• **Stated problem**
Reproduce the following lines verbatim, from the first through the last, and omit the pictures from your output.

• **Given records**
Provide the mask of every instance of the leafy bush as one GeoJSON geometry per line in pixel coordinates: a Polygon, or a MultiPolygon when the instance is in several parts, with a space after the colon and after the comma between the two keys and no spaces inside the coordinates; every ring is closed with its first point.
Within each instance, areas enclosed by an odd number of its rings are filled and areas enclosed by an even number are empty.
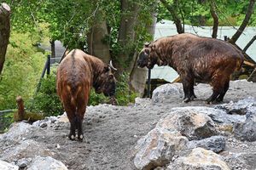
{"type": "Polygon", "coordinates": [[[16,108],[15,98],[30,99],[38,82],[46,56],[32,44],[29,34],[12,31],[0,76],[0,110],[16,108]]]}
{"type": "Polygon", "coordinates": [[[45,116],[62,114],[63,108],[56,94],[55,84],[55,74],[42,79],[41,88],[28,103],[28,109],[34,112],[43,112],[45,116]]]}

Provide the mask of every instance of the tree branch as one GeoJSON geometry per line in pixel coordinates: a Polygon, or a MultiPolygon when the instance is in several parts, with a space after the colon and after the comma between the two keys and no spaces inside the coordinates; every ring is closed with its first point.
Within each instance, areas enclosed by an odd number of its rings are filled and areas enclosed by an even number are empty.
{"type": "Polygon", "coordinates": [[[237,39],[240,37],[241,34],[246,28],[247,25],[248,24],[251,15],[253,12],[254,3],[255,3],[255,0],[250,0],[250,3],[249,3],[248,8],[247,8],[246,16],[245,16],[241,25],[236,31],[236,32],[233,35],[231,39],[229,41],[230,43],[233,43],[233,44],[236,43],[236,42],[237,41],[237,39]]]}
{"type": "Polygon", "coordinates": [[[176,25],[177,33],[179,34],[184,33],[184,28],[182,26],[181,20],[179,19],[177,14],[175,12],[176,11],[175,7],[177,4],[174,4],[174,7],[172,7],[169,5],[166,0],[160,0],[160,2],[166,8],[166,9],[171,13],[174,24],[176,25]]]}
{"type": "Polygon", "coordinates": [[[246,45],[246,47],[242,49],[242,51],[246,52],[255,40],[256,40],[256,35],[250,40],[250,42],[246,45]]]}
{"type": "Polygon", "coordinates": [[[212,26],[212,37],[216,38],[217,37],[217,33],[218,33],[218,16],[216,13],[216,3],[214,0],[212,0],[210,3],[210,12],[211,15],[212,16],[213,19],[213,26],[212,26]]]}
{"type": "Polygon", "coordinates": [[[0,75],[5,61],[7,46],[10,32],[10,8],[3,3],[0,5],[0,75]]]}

• **Correct output**
Provide the mask of every instance of the leafy bush as one GeoJSON geometry per line in pixel coordinates: a Polygon, or a MultiPolygon when the instance is in several parts, with a space after the colon and after the comma between the two keys and no spaces inside the coordinates; every ring is closed with its first point.
Within each instance, areas enclosed by an odd number of its rings are filled and areas enclosed by an even number are empty.
{"type": "Polygon", "coordinates": [[[16,108],[15,98],[30,99],[38,82],[46,56],[32,44],[29,34],[12,31],[0,76],[0,110],[16,108]]]}
{"type": "Polygon", "coordinates": [[[45,116],[62,114],[63,108],[56,94],[55,84],[55,74],[42,79],[41,88],[28,103],[28,109],[34,112],[43,112],[45,116]]]}

Provide the mask of every instance of the tree branch as one GeoJSON geometry per line in pixel coordinates: a Polygon, or a MultiPolygon when the instance is in several parts, with a space after the colon and after the comma between the two keys and no spaces inside the coordinates; every ring is closed with its first point.
Within each instance, areas enclosed by an odd number of its rings are filled and areas enclosed by an even number are empty.
{"type": "Polygon", "coordinates": [[[237,39],[240,37],[241,34],[246,28],[247,25],[248,24],[251,15],[253,12],[254,3],[255,3],[255,0],[250,0],[250,3],[249,3],[248,8],[247,8],[246,16],[245,16],[241,25],[236,31],[236,32],[233,35],[231,39],[229,41],[230,43],[233,43],[233,44],[236,43],[236,42],[237,41],[237,39]]]}
{"type": "Polygon", "coordinates": [[[176,25],[177,33],[179,34],[184,33],[184,28],[182,26],[181,20],[179,19],[177,14],[175,12],[176,11],[175,7],[177,4],[174,4],[174,7],[172,7],[169,5],[166,0],[160,0],[160,2],[166,8],[166,9],[171,13],[174,24],[176,25]]]}
{"type": "Polygon", "coordinates": [[[246,45],[246,47],[242,49],[242,51],[246,52],[255,40],[256,40],[256,35],[250,40],[250,42],[246,45]]]}
{"type": "Polygon", "coordinates": [[[212,26],[212,37],[216,38],[217,37],[217,33],[218,33],[218,16],[216,13],[216,3],[214,0],[212,0],[210,3],[210,12],[211,15],[212,16],[213,19],[213,26],[212,26]]]}
{"type": "Polygon", "coordinates": [[[0,75],[5,61],[7,46],[10,32],[10,8],[3,3],[0,5],[0,75]]]}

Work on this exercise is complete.